The problem: Copy out every record below, word for word.

Supplied entries:
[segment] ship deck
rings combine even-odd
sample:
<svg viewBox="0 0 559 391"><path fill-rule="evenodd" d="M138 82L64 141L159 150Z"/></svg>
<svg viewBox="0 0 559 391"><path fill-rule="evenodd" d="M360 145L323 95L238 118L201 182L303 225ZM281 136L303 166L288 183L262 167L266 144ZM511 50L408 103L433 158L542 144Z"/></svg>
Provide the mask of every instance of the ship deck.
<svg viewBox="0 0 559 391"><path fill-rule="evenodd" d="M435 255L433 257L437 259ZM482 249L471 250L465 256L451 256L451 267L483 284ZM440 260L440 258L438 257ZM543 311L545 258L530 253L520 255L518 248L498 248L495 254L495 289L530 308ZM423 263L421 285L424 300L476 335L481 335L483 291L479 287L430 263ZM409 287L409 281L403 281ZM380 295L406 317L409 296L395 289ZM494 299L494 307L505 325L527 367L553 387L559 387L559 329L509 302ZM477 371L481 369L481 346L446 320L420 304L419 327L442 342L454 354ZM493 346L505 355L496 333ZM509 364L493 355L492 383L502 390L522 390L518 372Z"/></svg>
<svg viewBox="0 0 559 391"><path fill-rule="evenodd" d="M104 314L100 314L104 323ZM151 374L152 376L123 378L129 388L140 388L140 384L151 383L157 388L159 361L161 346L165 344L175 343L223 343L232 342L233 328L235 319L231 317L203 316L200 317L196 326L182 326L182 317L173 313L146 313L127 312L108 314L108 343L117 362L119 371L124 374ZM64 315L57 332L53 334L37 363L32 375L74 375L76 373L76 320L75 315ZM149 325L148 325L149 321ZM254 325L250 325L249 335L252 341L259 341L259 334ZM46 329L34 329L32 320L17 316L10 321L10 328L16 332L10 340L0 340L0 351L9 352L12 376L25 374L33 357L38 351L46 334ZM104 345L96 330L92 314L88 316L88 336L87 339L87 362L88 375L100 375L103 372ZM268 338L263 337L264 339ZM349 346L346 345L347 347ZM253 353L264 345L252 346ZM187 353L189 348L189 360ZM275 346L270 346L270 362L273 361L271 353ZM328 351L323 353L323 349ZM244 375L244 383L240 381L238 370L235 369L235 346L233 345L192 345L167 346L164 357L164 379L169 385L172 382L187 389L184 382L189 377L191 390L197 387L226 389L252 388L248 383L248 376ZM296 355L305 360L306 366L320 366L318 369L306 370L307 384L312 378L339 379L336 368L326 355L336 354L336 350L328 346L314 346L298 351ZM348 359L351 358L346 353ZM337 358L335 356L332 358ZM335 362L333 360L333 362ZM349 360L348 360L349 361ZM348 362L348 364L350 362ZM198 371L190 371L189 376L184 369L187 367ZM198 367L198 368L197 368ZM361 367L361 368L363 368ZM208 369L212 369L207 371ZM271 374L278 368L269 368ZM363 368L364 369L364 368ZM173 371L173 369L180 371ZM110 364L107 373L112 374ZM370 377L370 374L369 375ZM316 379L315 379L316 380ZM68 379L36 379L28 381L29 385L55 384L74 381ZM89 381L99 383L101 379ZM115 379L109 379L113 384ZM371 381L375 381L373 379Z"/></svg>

Answer to the exercise:
[segment] ship deck
rings combine even-odd
sample:
<svg viewBox="0 0 559 391"><path fill-rule="evenodd" d="M138 82L64 141L159 150Z"/></svg>
<svg viewBox="0 0 559 391"><path fill-rule="evenodd" d="M360 145L323 95L238 118L201 182L303 225ZM281 136L303 166L288 183L262 167L266 144ZM511 50L408 103L433 158L542 144Z"/></svg>
Provide the mask of every instance of the ship deck.
<svg viewBox="0 0 559 391"><path fill-rule="evenodd" d="M435 255L433 257L437 259ZM482 249L471 250L465 256L451 256L451 267L483 284ZM440 260L440 258L438 257ZM543 311L545 258L530 253L520 255L518 248L498 248L495 254L495 289L530 308ZM423 263L421 285L424 300L476 335L481 335L483 291L479 287L430 263ZM409 287L409 281L403 281ZM380 295L406 317L409 296L395 289ZM494 299L494 307L505 325L527 367L553 387L559 387L559 329L509 302ZM477 371L481 369L481 346L446 320L420 304L419 327L442 342L454 354ZM493 346L505 355L496 333ZM509 364L493 355L492 383L502 390L522 390L518 372Z"/></svg>
<svg viewBox="0 0 559 391"><path fill-rule="evenodd" d="M104 314L100 314L104 323ZM151 374L152 376L123 378L129 388L140 388L140 384L151 383L157 388L159 361L161 346L165 344L175 343L223 343L232 342L233 328L235 319L231 317L203 316L200 317L196 326L182 326L182 317L173 313L146 313L127 312L108 314L108 343L117 362L119 371L124 374ZM64 315L57 332L53 334L37 363L32 375L74 375L76 373L76 320L75 315ZM149 325L148 325L149 321ZM254 325L250 325L249 335L252 341L259 341L259 334ZM46 329L34 329L32 320L17 316L10 321L10 328L16 332L10 340L0 340L0 351L9 352L12 376L25 374L33 357L38 351L46 334ZM104 345L96 330L92 314L88 316L88 336L87 339L87 362L88 375L100 375L103 372ZM268 338L263 337L264 339ZM349 346L346 345L347 347ZM253 353L264 345L252 346ZM187 353L189 348L189 360ZM275 346L270 346L270 362L273 361L271 353ZM328 351L323 353L323 349ZM244 375L244 383L240 381L238 370L235 369L235 346L233 345L192 345L167 346L164 357L164 379L169 385L172 382L187 389L184 382L189 377L191 390L197 387L226 389L252 388L248 383L248 376ZM296 355L305 360L306 366L320 366L318 369L306 370L307 384L312 378L339 379L336 368L326 355L336 354L336 350L328 346L314 346L298 351ZM348 359L351 358L346 353ZM337 358L335 356L332 358ZM335 362L333 360L333 362ZM349 360L348 360L349 361ZM348 362L348 364L350 362ZM198 371L190 371L189 376L184 369L187 367ZM198 367L198 368L197 368ZM361 367L361 368L363 368ZM208 369L212 369L207 371ZM271 374L278 368L269 368ZM363 368L364 369L364 368ZM173 371L173 369L180 371ZM110 364L107 373L112 374ZM370 377L370 374L369 375ZM316 379L315 379L316 380ZM68 379L36 379L28 381L29 385L55 384L74 381ZM89 381L99 383L101 379ZM115 379L109 379L113 384ZM371 381L375 381L373 379Z"/></svg>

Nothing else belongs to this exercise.